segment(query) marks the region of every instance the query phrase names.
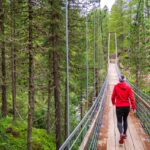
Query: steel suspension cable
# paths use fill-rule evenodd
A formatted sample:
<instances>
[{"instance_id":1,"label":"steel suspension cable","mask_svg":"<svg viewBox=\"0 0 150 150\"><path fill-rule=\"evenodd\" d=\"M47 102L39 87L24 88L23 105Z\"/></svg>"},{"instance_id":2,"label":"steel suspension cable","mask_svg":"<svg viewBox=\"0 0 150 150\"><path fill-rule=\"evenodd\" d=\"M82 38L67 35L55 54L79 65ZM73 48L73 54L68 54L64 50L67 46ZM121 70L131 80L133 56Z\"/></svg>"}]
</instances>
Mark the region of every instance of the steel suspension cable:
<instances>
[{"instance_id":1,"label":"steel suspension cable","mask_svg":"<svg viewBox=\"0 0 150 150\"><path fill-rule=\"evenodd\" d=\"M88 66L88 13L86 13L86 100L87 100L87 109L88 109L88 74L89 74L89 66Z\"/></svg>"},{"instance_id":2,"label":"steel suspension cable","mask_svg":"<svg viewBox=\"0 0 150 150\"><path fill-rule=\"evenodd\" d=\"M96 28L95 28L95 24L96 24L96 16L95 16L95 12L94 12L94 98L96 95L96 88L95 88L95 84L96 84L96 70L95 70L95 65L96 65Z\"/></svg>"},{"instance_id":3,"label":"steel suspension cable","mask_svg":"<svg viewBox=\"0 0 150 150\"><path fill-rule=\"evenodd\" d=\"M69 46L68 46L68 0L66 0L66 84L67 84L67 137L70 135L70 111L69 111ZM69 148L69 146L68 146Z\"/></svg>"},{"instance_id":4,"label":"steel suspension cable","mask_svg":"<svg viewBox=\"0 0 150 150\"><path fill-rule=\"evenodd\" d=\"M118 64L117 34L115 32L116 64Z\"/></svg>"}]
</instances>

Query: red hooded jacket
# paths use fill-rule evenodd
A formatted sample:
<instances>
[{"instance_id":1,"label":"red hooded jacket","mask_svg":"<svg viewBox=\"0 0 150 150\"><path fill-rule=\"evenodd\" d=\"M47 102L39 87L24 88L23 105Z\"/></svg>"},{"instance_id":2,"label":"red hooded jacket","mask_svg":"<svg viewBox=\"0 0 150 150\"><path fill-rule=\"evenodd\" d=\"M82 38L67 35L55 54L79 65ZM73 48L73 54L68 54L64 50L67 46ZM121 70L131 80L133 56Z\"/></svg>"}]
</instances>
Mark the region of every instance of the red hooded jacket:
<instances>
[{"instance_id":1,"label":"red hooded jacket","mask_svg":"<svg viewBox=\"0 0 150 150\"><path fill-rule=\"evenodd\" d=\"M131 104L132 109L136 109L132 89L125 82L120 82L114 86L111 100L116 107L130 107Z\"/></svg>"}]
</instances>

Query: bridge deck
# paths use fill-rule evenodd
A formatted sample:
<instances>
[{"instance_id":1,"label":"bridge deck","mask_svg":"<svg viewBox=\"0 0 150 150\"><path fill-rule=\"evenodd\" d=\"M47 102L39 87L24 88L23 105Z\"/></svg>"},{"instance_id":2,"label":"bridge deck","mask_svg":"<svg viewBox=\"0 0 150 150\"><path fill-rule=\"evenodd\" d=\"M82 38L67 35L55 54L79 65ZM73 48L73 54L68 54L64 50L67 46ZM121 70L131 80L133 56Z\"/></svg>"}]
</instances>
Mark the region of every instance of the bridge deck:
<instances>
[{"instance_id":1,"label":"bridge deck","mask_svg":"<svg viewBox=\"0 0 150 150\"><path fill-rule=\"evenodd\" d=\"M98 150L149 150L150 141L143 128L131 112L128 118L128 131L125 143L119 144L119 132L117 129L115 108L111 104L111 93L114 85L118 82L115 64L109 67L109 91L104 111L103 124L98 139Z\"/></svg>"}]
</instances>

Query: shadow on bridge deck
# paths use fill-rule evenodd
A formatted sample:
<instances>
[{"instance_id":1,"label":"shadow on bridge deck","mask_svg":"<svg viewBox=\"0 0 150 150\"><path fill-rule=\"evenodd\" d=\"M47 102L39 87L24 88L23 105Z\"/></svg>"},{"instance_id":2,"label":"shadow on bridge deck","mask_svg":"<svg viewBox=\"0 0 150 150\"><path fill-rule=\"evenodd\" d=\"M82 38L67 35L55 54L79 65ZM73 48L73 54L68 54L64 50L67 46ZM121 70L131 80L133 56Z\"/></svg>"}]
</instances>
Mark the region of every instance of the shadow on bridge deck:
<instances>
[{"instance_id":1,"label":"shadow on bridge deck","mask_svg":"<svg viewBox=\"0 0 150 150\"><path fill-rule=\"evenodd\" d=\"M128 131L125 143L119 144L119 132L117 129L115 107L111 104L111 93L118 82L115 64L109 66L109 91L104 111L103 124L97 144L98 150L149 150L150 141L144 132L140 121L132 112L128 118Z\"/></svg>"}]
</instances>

┄┄┄┄┄┄┄┄┄┄

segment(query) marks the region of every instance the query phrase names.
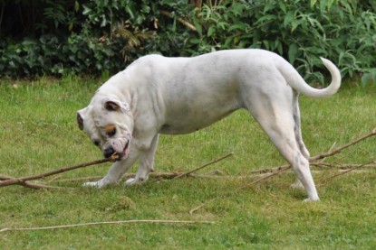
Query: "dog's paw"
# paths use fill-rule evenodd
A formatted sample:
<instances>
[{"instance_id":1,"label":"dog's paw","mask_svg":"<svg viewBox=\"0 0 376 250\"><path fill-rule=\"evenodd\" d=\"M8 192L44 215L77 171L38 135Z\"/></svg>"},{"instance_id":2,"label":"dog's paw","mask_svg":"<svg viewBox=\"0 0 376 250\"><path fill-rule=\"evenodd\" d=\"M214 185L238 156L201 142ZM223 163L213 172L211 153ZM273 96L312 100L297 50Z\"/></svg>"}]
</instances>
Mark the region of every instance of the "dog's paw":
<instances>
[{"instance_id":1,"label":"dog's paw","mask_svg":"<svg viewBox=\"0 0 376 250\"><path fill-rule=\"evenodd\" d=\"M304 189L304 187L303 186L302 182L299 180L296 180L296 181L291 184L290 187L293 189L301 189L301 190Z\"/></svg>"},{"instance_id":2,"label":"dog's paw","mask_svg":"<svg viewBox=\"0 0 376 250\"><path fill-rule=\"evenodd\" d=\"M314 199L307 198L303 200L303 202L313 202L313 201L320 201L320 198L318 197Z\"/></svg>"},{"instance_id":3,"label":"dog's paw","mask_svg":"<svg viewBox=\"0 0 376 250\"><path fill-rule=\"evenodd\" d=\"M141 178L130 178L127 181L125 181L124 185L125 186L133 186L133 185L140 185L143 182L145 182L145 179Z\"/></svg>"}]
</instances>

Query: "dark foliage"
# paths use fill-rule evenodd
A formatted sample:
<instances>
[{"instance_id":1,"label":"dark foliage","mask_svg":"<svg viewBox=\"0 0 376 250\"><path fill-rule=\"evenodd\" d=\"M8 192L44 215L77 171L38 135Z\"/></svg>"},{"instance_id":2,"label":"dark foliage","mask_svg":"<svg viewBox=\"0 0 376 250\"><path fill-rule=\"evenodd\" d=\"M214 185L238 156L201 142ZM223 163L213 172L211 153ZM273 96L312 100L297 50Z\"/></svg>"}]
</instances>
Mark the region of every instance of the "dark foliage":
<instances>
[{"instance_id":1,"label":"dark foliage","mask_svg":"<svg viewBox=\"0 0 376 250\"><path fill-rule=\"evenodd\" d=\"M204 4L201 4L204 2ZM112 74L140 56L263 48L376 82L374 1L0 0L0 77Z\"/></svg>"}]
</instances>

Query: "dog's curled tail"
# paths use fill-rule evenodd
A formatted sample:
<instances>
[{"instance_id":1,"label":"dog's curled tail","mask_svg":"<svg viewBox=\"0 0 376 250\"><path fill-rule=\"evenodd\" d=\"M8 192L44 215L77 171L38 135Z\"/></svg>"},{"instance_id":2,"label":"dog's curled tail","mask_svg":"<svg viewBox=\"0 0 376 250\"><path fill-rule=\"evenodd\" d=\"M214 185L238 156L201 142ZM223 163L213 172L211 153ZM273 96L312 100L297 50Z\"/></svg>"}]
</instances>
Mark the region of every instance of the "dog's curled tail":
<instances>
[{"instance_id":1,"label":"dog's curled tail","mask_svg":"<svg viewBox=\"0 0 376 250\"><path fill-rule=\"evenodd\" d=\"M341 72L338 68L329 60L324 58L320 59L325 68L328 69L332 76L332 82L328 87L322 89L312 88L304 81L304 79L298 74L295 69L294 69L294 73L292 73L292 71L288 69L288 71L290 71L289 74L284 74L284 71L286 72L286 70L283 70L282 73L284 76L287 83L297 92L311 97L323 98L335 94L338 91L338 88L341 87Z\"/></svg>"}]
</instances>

┄┄┄┄┄┄┄┄┄┄

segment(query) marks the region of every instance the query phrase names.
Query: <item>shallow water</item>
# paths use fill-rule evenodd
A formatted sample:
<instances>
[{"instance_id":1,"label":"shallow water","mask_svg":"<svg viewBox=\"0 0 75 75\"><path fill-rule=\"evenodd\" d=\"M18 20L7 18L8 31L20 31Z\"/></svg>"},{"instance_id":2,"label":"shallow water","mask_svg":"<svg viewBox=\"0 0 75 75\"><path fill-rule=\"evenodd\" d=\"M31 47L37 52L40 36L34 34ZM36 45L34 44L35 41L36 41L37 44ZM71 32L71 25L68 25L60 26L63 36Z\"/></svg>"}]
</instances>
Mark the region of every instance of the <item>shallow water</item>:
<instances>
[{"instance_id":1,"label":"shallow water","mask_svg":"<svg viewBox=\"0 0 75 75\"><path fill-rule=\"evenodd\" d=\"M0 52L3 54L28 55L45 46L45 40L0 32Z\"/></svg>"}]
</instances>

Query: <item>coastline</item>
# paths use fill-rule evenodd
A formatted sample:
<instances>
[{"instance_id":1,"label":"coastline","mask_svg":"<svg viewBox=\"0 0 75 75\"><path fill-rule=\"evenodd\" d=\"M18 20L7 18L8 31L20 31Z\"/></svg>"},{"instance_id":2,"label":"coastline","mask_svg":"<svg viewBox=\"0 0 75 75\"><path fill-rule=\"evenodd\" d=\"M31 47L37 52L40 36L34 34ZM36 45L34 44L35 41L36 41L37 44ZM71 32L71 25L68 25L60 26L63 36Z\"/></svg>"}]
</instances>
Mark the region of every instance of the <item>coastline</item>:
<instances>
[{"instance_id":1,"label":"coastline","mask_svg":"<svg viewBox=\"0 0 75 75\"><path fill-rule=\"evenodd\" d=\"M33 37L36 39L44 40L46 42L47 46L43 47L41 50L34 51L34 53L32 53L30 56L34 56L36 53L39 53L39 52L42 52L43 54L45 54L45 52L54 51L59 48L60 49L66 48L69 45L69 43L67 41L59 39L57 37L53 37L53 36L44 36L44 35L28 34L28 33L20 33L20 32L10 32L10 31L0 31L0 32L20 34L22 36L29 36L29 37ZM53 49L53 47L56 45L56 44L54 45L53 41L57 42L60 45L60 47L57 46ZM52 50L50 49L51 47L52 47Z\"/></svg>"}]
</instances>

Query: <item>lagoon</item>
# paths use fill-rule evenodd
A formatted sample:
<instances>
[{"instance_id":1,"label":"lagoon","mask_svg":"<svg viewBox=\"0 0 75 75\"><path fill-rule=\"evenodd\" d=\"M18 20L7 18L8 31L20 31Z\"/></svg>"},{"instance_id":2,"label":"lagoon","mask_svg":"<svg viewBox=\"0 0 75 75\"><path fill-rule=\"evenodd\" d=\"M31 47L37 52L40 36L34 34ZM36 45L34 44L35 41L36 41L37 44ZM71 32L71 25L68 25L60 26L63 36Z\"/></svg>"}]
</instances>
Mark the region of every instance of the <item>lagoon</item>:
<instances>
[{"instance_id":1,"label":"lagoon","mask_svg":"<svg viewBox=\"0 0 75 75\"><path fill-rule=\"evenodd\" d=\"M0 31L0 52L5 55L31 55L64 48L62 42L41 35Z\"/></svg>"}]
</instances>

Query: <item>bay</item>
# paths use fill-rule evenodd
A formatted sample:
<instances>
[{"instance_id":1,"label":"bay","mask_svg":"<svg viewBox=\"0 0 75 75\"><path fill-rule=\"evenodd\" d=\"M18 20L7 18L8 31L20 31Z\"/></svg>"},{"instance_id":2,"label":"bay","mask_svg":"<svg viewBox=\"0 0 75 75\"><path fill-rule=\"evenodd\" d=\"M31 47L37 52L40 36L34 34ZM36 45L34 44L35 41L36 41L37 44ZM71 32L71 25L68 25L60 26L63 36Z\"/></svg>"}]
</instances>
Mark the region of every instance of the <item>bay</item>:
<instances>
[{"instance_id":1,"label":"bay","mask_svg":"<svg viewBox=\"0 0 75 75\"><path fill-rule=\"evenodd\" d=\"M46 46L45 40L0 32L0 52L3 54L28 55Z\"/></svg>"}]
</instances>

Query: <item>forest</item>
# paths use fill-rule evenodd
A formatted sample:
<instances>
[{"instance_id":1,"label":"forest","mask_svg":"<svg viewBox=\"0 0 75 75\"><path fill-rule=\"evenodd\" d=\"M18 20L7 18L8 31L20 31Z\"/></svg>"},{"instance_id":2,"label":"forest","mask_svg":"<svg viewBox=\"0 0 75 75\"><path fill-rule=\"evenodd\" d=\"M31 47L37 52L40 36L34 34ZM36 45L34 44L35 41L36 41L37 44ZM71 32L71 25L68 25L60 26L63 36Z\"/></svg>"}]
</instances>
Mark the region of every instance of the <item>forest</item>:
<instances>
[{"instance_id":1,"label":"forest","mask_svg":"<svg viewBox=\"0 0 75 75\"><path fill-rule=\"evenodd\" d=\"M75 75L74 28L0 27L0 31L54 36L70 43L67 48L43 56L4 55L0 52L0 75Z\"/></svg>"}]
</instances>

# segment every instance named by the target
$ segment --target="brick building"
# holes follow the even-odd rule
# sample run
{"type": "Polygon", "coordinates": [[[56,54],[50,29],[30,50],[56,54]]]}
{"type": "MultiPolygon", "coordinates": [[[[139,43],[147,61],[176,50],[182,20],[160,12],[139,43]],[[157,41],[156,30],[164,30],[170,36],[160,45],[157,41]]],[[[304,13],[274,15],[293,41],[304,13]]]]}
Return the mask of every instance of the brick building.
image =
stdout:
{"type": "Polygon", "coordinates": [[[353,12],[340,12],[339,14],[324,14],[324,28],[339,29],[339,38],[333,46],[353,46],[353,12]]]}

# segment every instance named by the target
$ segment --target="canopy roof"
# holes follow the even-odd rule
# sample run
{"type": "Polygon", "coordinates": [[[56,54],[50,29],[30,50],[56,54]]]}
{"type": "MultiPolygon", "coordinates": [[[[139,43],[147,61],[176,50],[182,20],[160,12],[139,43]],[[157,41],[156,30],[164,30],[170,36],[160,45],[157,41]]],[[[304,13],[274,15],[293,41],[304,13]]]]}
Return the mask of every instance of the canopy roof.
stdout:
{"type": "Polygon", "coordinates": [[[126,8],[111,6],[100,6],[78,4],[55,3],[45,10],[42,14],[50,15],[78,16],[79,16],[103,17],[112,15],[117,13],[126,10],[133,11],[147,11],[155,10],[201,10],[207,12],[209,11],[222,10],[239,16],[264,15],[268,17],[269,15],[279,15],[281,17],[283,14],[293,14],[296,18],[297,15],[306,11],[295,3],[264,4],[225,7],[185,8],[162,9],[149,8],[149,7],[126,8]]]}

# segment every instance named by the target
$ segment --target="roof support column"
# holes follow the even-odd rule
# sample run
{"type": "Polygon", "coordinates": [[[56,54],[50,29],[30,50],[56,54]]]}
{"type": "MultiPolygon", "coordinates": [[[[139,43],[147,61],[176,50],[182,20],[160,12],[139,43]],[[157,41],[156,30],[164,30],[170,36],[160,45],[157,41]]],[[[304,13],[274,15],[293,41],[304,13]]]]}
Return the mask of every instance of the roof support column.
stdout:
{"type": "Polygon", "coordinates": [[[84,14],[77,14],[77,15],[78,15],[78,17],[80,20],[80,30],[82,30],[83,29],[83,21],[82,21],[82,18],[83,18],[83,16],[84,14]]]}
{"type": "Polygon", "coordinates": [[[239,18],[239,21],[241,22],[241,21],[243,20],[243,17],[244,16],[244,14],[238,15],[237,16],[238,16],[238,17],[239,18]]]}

┄┄┄┄┄┄┄┄┄┄

Problem statement. Pick out and copy every line of the records above that contains the word "canopy". Case counts.

Answer to this problem.
$ segment --target="canopy roof"
Return the mask of every instance of the canopy roof.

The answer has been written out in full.